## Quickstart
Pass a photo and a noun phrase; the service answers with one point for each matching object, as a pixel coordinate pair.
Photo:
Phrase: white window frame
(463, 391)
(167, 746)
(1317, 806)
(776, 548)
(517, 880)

> **WHAT THIS TASK INVOLVES**
Each record is to be repeated word for word, with none skipped.

> **YOUR SOLUTION**
## Quickstart
Pass a photo and a noun phrase; the service answers with one point for each matching object, as a pixel coordinate pair.
Photo:
Phrase: white window frame
(463, 391)
(167, 746)
(1317, 806)
(776, 548)
(517, 880)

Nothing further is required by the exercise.